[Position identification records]
_____

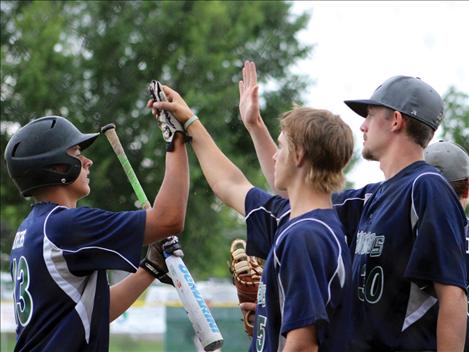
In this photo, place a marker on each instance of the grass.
(118, 343)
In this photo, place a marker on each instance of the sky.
(359, 44)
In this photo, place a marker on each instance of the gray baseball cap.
(408, 95)
(450, 158)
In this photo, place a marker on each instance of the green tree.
(91, 61)
(455, 125)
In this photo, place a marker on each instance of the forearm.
(126, 292)
(265, 149)
(224, 178)
(169, 207)
(452, 318)
(302, 339)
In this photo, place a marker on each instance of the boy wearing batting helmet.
(304, 295)
(453, 162)
(406, 234)
(61, 252)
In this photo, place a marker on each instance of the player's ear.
(299, 156)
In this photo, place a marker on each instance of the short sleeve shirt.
(58, 264)
(306, 279)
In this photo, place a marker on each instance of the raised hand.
(249, 96)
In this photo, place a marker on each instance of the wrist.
(256, 124)
(190, 121)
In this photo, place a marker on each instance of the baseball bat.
(202, 321)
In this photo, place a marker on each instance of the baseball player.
(453, 162)
(406, 234)
(304, 294)
(61, 252)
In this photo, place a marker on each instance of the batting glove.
(154, 262)
(168, 124)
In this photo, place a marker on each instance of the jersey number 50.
(21, 295)
(371, 284)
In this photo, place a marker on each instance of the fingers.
(162, 105)
(248, 306)
(241, 88)
(170, 93)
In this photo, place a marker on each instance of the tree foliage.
(91, 61)
(455, 125)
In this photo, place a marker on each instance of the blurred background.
(92, 61)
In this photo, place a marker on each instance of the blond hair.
(327, 142)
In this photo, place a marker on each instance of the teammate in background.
(453, 162)
(304, 295)
(61, 253)
(406, 233)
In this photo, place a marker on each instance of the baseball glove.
(154, 262)
(246, 271)
(168, 124)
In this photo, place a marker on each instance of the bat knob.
(107, 127)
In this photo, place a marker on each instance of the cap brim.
(361, 106)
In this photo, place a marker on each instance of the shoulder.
(314, 233)
(350, 197)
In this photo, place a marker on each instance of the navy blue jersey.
(306, 279)
(409, 234)
(466, 348)
(58, 263)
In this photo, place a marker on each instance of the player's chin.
(368, 155)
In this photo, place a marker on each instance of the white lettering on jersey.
(369, 243)
(19, 239)
(261, 294)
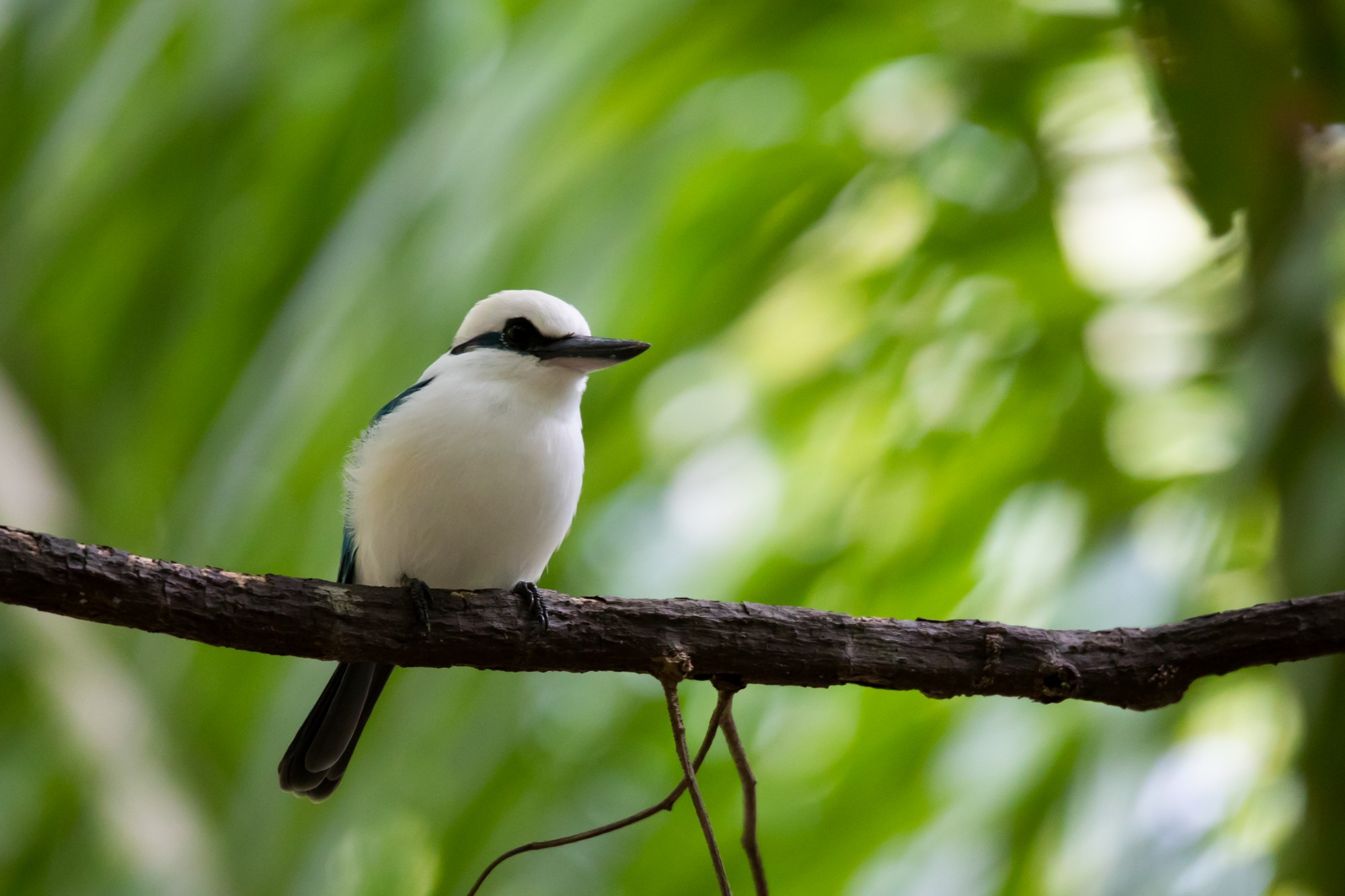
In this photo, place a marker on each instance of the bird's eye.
(520, 333)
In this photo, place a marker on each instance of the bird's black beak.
(588, 353)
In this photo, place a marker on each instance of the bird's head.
(529, 330)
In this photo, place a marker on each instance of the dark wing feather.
(329, 735)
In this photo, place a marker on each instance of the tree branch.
(1136, 667)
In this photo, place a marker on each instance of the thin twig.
(740, 760)
(664, 805)
(680, 737)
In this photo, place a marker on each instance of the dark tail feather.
(318, 756)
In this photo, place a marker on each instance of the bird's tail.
(318, 756)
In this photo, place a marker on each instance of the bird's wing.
(346, 572)
(397, 403)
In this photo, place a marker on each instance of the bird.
(467, 479)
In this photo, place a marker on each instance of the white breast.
(469, 483)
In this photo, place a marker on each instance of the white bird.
(469, 479)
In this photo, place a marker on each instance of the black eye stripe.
(520, 334)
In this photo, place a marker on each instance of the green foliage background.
(1022, 310)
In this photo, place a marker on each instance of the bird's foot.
(420, 599)
(532, 599)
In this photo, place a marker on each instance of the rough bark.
(767, 645)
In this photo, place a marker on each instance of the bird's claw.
(532, 599)
(420, 600)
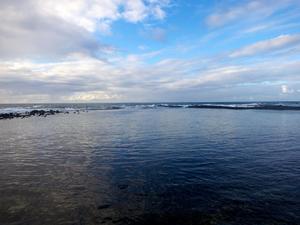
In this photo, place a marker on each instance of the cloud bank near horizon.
(148, 50)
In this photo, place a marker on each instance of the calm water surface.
(146, 166)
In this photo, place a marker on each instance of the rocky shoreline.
(43, 113)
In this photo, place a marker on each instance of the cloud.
(56, 28)
(286, 90)
(270, 45)
(155, 33)
(130, 78)
(252, 9)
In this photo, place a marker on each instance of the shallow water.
(146, 166)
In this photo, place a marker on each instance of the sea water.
(151, 164)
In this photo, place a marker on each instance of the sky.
(149, 50)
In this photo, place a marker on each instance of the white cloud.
(286, 90)
(55, 28)
(253, 9)
(267, 45)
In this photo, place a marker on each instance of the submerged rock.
(43, 113)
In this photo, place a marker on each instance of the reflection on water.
(166, 166)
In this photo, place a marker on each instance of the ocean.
(154, 163)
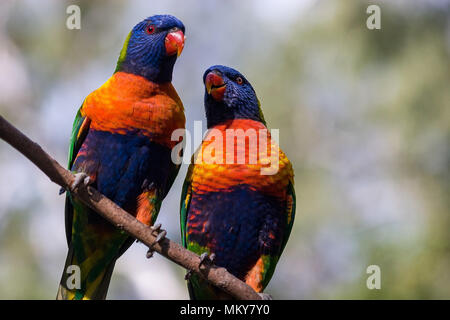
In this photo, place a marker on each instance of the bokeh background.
(364, 115)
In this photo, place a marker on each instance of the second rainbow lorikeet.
(121, 144)
(231, 209)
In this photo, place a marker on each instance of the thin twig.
(120, 218)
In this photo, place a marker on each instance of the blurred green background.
(364, 115)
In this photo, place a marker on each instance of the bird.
(121, 145)
(238, 199)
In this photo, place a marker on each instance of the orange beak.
(215, 86)
(174, 42)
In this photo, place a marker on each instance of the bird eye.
(150, 29)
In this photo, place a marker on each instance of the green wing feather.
(79, 131)
(184, 204)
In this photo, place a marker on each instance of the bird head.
(229, 95)
(152, 48)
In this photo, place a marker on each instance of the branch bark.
(217, 276)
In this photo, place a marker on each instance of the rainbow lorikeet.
(121, 144)
(231, 208)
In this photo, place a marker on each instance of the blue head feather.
(239, 100)
(144, 54)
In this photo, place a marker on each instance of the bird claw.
(161, 236)
(80, 177)
(147, 185)
(149, 253)
(265, 296)
(188, 275)
(156, 227)
(205, 257)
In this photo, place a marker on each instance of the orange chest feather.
(127, 102)
(245, 155)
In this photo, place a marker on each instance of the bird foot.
(205, 257)
(161, 236)
(80, 177)
(188, 275)
(265, 296)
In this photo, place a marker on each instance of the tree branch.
(217, 276)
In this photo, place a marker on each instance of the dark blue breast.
(241, 225)
(121, 163)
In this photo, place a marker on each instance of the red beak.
(174, 42)
(215, 86)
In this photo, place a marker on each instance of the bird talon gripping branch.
(205, 257)
(80, 177)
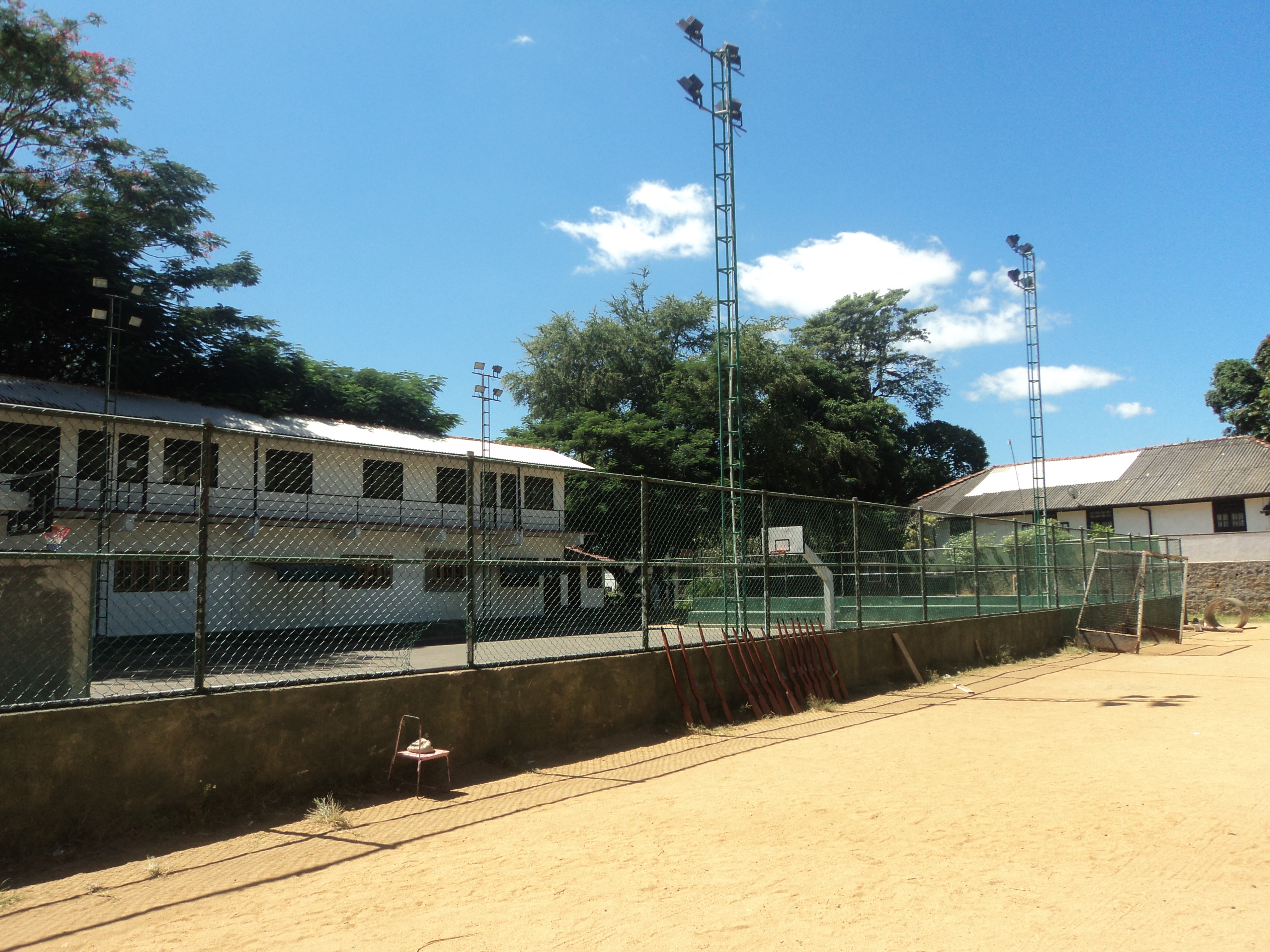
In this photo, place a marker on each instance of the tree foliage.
(78, 202)
(634, 389)
(1240, 394)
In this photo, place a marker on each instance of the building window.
(289, 472)
(512, 577)
(378, 576)
(1099, 520)
(1229, 516)
(511, 496)
(145, 576)
(451, 577)
(383, 479)
(182, 461)
(539, 493)
(451, 486)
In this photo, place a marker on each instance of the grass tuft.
(328, 812)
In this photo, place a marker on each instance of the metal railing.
(115, 588)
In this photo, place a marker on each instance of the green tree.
(78, 202)
(869, 337)
(1240, 394)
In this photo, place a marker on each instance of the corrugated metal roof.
(1177, 473)
(69, 397)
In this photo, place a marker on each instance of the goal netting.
(1130, 597)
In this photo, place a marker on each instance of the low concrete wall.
(93, 771)
(1249, 582)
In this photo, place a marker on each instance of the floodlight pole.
(1027, 281)
(726, 121)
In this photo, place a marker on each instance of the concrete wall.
(95, 771)
(1245, 581)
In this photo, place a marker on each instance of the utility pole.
(726, 122)
(1026, 279)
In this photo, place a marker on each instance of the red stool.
(435, 755)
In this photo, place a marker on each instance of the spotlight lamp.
(693, 86)
(693, 29)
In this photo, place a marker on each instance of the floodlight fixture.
(693, 86)
(693, 29)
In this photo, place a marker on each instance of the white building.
(1213, 494)
(284, 491)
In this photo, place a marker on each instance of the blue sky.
(401, 169)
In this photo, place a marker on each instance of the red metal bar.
(705, 651)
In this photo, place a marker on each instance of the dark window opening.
(451, 577)
(512, 577)
(139, 576)
(1230, 516)
(451, 486)
(378, 576)
(134, 458)
(1100, 520)
(184, 461)
(289, 472)
(539, 493)
(383, 479)
(511, 496)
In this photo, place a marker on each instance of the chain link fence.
(145, 558)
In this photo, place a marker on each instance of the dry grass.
(330, 812)
(8, 898)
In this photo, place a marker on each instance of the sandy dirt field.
(1078, 803)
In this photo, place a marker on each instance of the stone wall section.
(1249, 582)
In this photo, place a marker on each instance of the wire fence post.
(205, 505)
(975, 557)
(643, 559)
(855, 550)
(1019, 578)
(472, 560)
(768, 568)
(921, 560)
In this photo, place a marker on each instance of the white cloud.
(817, 274)
(1012, 384)
(660, 223)
(1127, 412)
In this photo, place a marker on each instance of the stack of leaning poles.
(803, 675)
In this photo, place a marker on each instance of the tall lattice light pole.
(1026, 279)
(726, 122)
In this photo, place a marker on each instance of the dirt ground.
(1080, 802)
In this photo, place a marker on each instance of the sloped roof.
(1175, 473)
(69, 397)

_____

**Task instructions**
The lines to reproduce run from the line containing "dark window opening." to the end of the listing; write them out exactly and add nothing.

**Answer for this exercise**
In this photo, place a marker on each instance of the dark window opening.
(451, 577)
(512, 577)
(139, 576)
(1230, 516)
(451, 486)
(378, 576)
(134, 458)
(1100, 520)
(184, 461)
(289, 472)
(539, 493)
(383, 479)
(511, 496)
In this photo, place a marker on each instance of the chain link fence.
(145, 558)
In this photo, place a marker on each instance of the dry grass.
(330, 812)
(8, 898)
In this photo, place a marker on each instance of the sandy dirt field.
(1078, 803)
In this photo, place a marker on each instance of the stone wall section.
(1249, 582)
In this photo, place a marker on each instance of the wire fence post.
(205, 505)
(975, 557)
(643, 559)
(855, 550)
(1019, 578)
(472, 560)
(768, 568)
(921, 560)
In this photo, place a marker on each instance of the white cloud.
(817, 274)
(1012, 384)
(660, 223)
(1127, 412)
In this photo, place a marker on each instance of the stack of leaning poles.
(803, 675)
In this photo, place a marker on each instance of the tall lattice light pole.
(1026, 279)
(726, 122)
In this photo, place a marker on each instance of the dirt ground.
(1080, 802)
In this photo, place a marker on each instance of the sloped roof.
(1175, 473)
(69, 397)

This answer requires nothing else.